━━ Available records ━━

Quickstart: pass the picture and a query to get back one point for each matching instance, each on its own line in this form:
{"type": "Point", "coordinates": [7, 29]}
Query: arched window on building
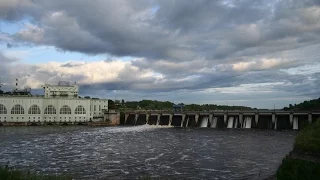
{"type": "Point", "coordinates": [50, 110]}
{"type": "Point", "coordinates": [65, 110]}
{"type": "Point", "coordinates": [34, 109]}
{"type": "Point", "coordinates": [80, 110]}
{"type": "Point", "coordinates": [3, 109]}
{"type": "Point", "coordinates": [17, 109]}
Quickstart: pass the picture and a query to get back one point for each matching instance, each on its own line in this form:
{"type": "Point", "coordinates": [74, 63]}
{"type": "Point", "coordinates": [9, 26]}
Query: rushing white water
{"type": "Point", "coordinates": [213, 123]}
{"type": "Point", "coordinates": [204, 122]}
{"type": "Point", "coordinates": [230, 122]}
{"type": "Point", "coordinates": [295, 123]}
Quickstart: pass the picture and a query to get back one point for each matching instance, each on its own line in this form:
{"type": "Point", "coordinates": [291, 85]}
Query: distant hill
{"type": "Point", "coordinates": [306, 105]}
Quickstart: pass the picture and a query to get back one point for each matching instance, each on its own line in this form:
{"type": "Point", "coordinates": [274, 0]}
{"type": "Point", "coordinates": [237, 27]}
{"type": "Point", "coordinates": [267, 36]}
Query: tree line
{"type": "Point", "coordinates": [167, 105]}
{"type": "Point", "coordinates": [305, 105]}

━━━

Restate all of the material word for word. Keep out every picture.

Quickstart: pass the picture and a query to get back one point for each matching instance, each on its own line in this form:
{"type": "Point", "coordinates": [7, 29]}
Query: arched window on building
{"type": "Point", "coordinates": [50, 110]}
{"type": "Point", "coordinates": [65, 110]}
{"type": "Point", "coordinates": [34, 109]}
{"type": "Point", "coordinates": [80, 110]}
{"type": "Point", "coordinates": [3, 109]}
{"type": "Point", "coordinates": [17, 109]}
Quickstart: pass the picture and a query to get back one point for each matching instance, each on its own line in this form:
{"type": "Point", "coordinates": [74, 63]}
{"type": "Point", "coordinates": [9, 26]}
Query: rushing white water
{"type": "Point", "coordinates": [213, 123]}
{"type": "Point", "coordinates": [204, 122]}
{"type": "Point", "coordinates": [230, 122]}
{"type": "Point", "coordinates": [295, 123]}
Quickstart: pass the picture and a query to get back one point for each matching instance, each on its own line in this form:
{"type": "Point", "coordinates": [291, 85]}
Query: distant hill
{"type": "Point", "coordinates": [306, 105]}
Quickstart: pass the picture and a query to get back one point for each matching instance, each on its own line in this form:
{"type": "Point", "coordinates": [274, 0]}
{"type": "Point", "coordinates": [237, 27]}
{"type": "Point", "coordinates": [267, 36]}
Query: tree line
{"type": "Point", "coordinates": [167, 105]}
{"type": "Point", "coordinates": [305, 105]}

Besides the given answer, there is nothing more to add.